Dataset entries

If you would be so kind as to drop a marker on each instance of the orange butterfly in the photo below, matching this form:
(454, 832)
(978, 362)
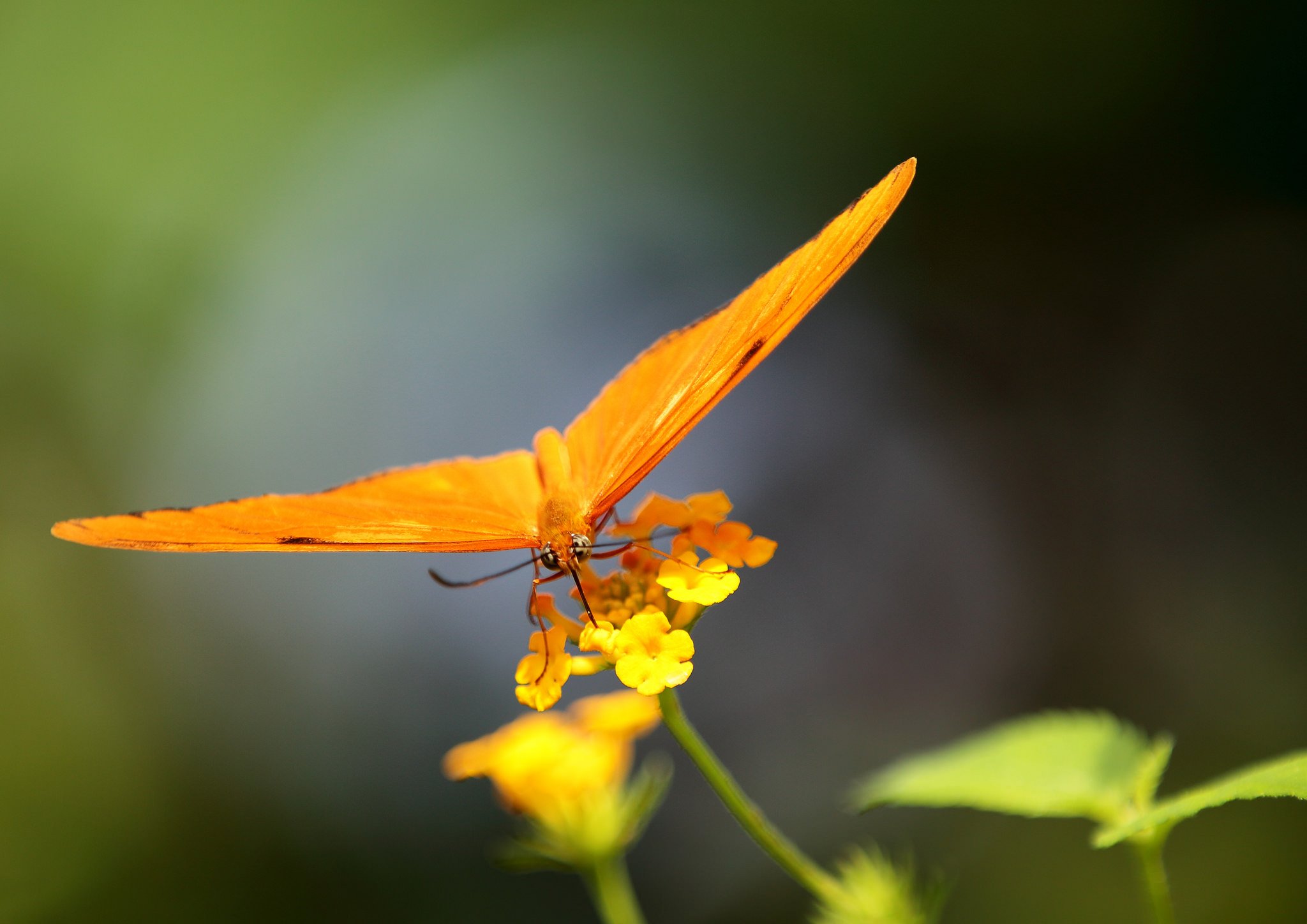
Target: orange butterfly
(556, 498)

Activity: Send back the data above word for word, with the pictures left out.

Solution to the problem:
If you would be so kind as to drop a marker on each instance of the orange butterfly in the photo below, matching this form:
(454, 832)
(978, 362)
Target: orange butterfly
(556, 498)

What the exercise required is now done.